• What is needed: Reproduce each entry below exactly as it appears.

• Stored items:
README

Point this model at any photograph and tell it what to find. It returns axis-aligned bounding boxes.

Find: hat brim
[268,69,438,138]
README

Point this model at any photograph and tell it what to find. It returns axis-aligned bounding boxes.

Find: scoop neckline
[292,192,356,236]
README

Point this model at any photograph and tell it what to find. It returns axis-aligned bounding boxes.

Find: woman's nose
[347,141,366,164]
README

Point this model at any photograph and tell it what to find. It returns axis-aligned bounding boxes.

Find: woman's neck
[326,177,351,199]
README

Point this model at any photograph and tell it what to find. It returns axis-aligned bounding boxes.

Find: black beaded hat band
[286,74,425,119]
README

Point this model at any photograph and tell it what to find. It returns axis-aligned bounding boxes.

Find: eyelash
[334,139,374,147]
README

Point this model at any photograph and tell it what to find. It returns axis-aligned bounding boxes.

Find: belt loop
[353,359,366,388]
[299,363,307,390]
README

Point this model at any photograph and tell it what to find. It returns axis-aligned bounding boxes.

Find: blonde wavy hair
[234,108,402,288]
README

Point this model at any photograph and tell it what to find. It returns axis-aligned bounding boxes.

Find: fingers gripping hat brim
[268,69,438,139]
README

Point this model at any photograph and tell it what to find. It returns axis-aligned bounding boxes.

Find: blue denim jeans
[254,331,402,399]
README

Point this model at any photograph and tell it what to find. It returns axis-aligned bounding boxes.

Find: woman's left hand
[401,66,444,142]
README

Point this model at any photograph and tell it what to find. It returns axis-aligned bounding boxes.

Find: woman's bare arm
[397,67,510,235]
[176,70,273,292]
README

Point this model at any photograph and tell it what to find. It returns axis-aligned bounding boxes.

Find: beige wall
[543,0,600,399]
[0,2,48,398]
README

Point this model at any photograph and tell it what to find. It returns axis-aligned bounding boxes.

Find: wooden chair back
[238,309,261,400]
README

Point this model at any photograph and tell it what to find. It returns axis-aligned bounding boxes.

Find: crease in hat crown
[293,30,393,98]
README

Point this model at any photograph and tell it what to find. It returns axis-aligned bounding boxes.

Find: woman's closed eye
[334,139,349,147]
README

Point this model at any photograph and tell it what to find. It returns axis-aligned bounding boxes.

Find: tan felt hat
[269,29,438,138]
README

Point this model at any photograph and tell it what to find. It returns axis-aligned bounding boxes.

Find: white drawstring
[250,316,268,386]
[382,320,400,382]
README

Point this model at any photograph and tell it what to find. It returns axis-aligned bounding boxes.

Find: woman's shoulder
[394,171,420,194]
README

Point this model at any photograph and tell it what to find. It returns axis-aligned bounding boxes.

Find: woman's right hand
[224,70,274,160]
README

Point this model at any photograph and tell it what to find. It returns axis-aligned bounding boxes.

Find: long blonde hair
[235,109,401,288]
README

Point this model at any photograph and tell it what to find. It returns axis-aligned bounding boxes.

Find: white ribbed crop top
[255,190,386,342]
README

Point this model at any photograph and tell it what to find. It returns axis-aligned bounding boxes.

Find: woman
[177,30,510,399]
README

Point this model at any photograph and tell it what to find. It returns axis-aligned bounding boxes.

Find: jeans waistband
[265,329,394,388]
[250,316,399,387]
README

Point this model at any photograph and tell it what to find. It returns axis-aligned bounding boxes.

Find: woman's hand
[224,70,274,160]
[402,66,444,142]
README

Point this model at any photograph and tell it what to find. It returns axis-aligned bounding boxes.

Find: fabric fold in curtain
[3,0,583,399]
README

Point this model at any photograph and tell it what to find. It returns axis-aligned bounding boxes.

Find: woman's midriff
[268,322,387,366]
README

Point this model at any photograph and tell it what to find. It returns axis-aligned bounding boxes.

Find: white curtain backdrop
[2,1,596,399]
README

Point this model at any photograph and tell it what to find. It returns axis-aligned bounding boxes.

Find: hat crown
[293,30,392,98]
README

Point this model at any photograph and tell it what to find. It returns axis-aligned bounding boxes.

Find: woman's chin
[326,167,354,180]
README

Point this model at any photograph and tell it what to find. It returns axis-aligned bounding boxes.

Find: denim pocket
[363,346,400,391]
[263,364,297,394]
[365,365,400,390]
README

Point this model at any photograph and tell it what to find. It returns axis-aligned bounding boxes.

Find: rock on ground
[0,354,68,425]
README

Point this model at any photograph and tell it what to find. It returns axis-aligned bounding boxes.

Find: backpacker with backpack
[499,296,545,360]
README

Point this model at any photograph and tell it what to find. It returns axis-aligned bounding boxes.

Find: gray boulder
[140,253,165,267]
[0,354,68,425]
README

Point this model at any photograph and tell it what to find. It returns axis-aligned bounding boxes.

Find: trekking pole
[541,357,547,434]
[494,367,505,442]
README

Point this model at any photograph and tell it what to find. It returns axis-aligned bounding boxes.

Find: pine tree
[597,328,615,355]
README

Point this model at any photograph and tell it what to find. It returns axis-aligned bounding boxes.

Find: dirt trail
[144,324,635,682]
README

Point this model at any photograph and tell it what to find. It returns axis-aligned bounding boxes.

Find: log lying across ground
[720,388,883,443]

• Answer section:
README

Point this model at any photograph and tell it what to find. It returns axis-aligned bounding boxes.

Find: hat brim
[268,69,438,138]
README

Point this model at any photograph and tell it what to find. It returns axis-aligned bounding boxes.

Find: scoop neckline
[292,192,356,236]
README

Point this model at any photograph and tell it what to find. It returns axis-aligned bounding boxes.

Find: woman's nose
[347,141,366,164]
README

Point this model at any photograph and tell it what to find. It returns axis-aligned bounding boxes.

Find: woman's neck
[326,177,351,199]
README

Point this model at any photograph and tell it what to find. It returns axis-aligned bounding boxes.

Find: black beaded hat band
[286,74,425,119]
README

Point this model at any photograph and tell it what to find. It returns axis-aligned bounding boxes.

Find: eyelash
[334,139,374,147]
README

Point this model at any photograph and tell it what to find. It returns axis-aligned bounding boxes.

Find: belt loop
[353,359,366,388]
[299,363,307,390]
README

Point this model at any photograph and tell it what to find. It returns axis-aligned bounding boxes.

Find: blonde wavy hair
[234,108,402,288]
README

Point this model at any photograph and tell it what to find. It returns axis-aligned bounding boxes.

Find: fingers gripping hat brim
[268,69,438,139]
README

Point this model at any photograph and tell it what to find. It returns axis-aligned bounding boxes.

Find: blue denim jeans
[254,331,402,399]
README

Point this model at any photograph and tell it what to find. It returns axis-aligned bounding boxes.

Find: woman's left hand
[401,66,444,142]
README

Point this model at any photograph and tell it what to find. It returns axis-aligned bounding boxes.

Find: woman's bare arm
[397,67,510,235]
[176,70,273,292]
README

Point this model at any photograph and tell it what to find. It returns axis-aligned bounding boxes.

Find: beige wall
[543,0,600,399]
[0,2,48,398]
README

Point this model at any photograph and tell it what to find. It returns axis-aligned bounding boxes.

Find: wooden chair back
[238,309,261,400]
README

Point this model at any photograph and tell it what to find. It returns axis-aligned bounding boxes.

Find: crease in hat crown
[293,30,393,98]
README

Point this model at any photograph and tell it what to find. It returns axis-aligned bounding boxes.

Find: woman's closed eye
[334,139,349,147]
README

Point this model at any photograph and tell it what to find. It returns axis-aligned bounding boxes.

Find: tan felt hat
[269,29,438,138]
README

Point this model at any photograph and tell it what to find. It returns axis-aligned bounding boxes.

Find: white drawstring
[250,316,268,386]
[382,320,400,382]
README

Point this model at any photograph and tell it what to find. It returns axis-aligned bounding boxes.

Find: woman's shoulder
[394,171,420,194]
README

Point this model at any photograph and tell it what to find. It returns axis-aligned bounding boxes.

Find: woman's right hand
[224,70,274,160]
README

Point this model at any photograph and tell it what to find. It returns axis-aligned bounding boxes.

Find: long blonde hair
[235,109,401,288]
README

Point this model at any photograph and tell it what to find. It returns axis-aligned bounding boxes.

Find: white ribbed crop top
[255,190,386,342]
README

Point this model at any photograph and tell it what to find. It returns axis-aligned bounding boxes.

Find: woman
[177,30,510,399]
README

Point this model at any photograph and tell it what to find. It returns axis-aligned bounding boxes.

Find: jeans waistband
[265,329,394,388]
[250,316,399,387]
README

Point this model at any photograph and tell it what to find. It returns axis-aligned bounding boxes.

Find: woman's hand
[224,70,274,160]
[402,66,444,142]
README

Point this model at any photograph and tell it what to find. It returns axis-aligned bounding boxes.

Find: fabric fold in curtain
[3,0,583,399]
README

Point this model at any photograph and tell it what to find. It returns axis-aligned bounding boxes.

Find: woman's midriff
[268,322,387,366]
README

Point this model at any photograph and tell it what to find. It returns axis-aligned bounding boxes.

Find: white curtain backdrop
[2,1,596,399]
README

Point this model at any photograph and tell it what to find. It returns axis-aligned bounding boxes.

Find: hat crown
[293,30,392,98]
README

Point this model at any photograph and tell it what to find. It returns axis-aligned bounding boxes.

Find: woman's chin
[326,167,354,180]
README

Point this model at any photograph and tell it what to find. It returns axis-aligned bounding boxes.

Find: denim pocket
[363,346,400,391]
[263,364,297,394]
[365,365,400,390]
README

Point this model at any photograph and tell it what to find. It returns axis-aligned bounding boxes.

Find: rock on ground
[0,354,68,425]
README

Point this model at any photograph and tell it what to find. It returns axis-aligned bounding boxes.

Find: backpacker with backpack
[499,296,545,360]
README

Point this model at any photograph and tell it what to find. It returns axis-aligned bounding boxes.

Find: gray boulder
[140,253,165,267]
[0,354,68,425]
README

Point this model at any photograph and tell it what to find. It returns axis-aligned bounding boxes.

Find: trekking pole
[541,357,547,434]
[494,367,505,442]
README

Point this model at any photograph and tell it what to find. It returns axis-aligned bounding boxes.

Find: pine tree
[597,328,615,355]
README

Point this model at any photograph and tell it what to find. It returns axis-aligned bounding boxes.

Find: dirt trail
[144,324,635,682]
README

Point this model at any photograph and tell it what to find. It returns axis-aligned bounding boxes.

Find: log lying across ground
[720,388,883,443]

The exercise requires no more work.